EXERCISE INPUTS -
◆ ◆ ◆ ◆

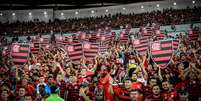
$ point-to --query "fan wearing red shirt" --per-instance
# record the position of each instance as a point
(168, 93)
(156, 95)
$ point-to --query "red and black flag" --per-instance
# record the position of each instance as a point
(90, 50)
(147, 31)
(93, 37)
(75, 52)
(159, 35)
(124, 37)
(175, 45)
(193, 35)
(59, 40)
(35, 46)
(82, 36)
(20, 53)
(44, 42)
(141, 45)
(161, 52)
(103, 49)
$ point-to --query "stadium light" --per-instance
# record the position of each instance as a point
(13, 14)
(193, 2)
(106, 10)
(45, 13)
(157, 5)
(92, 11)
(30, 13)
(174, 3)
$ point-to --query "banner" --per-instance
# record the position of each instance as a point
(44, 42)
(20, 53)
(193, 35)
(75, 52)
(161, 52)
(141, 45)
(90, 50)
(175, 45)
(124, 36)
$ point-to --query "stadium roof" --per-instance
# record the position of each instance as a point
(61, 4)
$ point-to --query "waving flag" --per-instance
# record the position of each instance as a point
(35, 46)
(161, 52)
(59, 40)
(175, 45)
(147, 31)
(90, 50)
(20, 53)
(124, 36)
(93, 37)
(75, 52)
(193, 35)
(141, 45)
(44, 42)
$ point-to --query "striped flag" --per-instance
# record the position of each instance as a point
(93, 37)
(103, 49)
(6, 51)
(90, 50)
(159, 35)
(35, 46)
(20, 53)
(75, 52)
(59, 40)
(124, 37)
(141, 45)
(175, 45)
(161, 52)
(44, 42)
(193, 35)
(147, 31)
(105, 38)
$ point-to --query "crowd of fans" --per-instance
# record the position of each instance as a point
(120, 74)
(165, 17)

◆ ◆ ◆ ◆

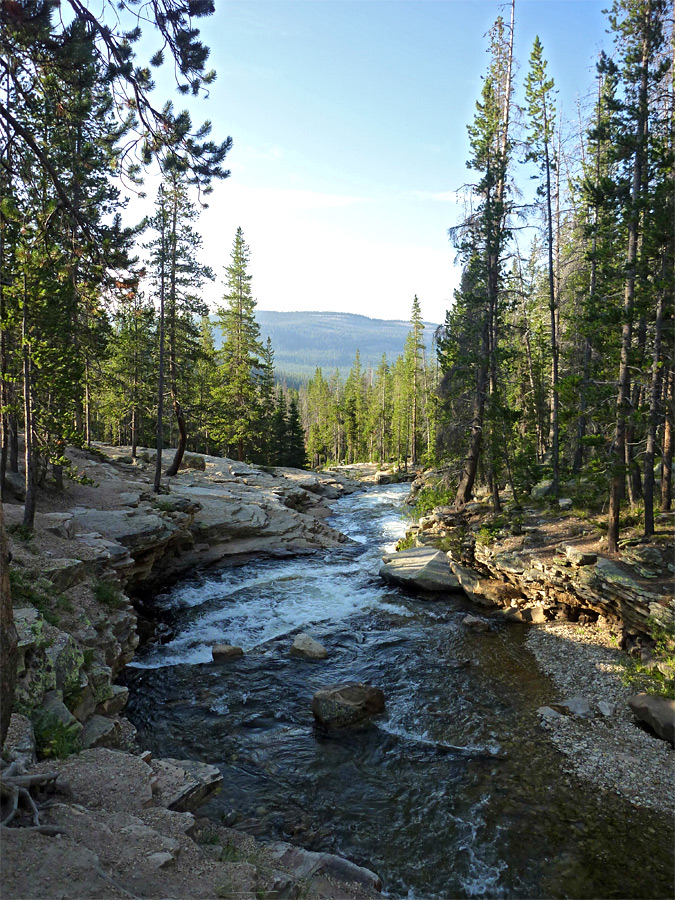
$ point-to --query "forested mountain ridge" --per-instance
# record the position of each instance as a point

◆ ◆ ◆ ◆

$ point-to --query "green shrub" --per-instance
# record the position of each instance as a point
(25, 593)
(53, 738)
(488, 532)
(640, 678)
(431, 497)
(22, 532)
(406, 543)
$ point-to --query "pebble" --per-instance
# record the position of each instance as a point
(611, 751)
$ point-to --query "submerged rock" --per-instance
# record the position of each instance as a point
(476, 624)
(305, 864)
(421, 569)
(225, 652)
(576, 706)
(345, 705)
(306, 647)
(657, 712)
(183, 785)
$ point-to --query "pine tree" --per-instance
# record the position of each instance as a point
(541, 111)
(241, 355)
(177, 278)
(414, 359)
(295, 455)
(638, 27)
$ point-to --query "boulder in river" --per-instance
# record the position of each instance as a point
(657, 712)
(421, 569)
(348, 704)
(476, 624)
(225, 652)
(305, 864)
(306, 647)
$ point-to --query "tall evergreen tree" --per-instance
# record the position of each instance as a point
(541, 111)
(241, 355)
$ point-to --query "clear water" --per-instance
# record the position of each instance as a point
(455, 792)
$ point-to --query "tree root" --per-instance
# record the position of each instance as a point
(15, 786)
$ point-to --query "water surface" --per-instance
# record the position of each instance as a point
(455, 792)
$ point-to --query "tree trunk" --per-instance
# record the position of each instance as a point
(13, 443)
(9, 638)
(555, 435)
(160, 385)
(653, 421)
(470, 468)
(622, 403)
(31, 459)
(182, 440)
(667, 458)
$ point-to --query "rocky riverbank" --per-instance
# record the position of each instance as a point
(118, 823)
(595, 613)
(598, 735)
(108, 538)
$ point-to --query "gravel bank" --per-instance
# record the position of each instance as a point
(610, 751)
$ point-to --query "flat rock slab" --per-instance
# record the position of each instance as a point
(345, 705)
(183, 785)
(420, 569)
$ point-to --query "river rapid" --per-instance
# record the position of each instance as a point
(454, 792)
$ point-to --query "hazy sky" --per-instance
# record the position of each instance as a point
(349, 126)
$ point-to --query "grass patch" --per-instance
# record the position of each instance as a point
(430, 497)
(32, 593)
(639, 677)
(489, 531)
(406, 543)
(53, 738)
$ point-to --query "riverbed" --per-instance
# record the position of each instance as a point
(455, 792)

◆ ◆ ◆ ◆

EXERCISE DIRECTIONS - All lines above that include the word "water" must be copied into the answer.

TASK OUTPUT -
$ point-to --query "clear water" --per-instance
$ point-to --query "water surface" --per-instance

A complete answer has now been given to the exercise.